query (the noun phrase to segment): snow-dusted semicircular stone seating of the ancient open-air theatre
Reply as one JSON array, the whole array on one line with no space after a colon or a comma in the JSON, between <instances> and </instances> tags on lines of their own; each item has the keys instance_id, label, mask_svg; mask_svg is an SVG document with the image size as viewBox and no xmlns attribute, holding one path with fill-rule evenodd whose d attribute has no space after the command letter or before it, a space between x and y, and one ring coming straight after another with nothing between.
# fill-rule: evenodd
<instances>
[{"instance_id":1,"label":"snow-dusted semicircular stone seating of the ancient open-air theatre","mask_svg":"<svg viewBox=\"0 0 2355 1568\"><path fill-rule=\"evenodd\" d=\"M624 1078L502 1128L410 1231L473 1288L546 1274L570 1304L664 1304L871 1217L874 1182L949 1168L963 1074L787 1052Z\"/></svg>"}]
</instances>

=-=-=-=-=

What the exercise asks
Every line of the listing is to be returned exactly as written.

Completed exercise
query (the noun phrase to segment): snow-dusted semicircular stone seating of the ancient open-air theatre
Reply as one JSON array, the whole array on one line with no space after a colon or a comma in the JSON, between <instances> and </instances> tags on lines of their own; each item has the keys instance_id, label, mask_svg; mask_svg is an SVG document with the image size as viewBox and no xmlns attribute, holding one path with fill-rule evenodd whose d attribute has no space after the command letter or before it, a space between x and y, and one ring coming straight after another with nothing between.
# fill-rule: evenodd
<instances>
[{"instance_id":1,"label":"snow-dusted semicircular stone seating of the ancient open-air theatre","mask_svg":"<svg viewBox=\"0 0 2355 1568\"><path fill-rule=\"evenodd\" d=\"M624 1078L502 1128L410 1231L473 1288L546 1274L570 1304L664 1304L871 1217L874 1182L949 1168L963 1074L787 1052Z\"/></svg>"}]
</instances>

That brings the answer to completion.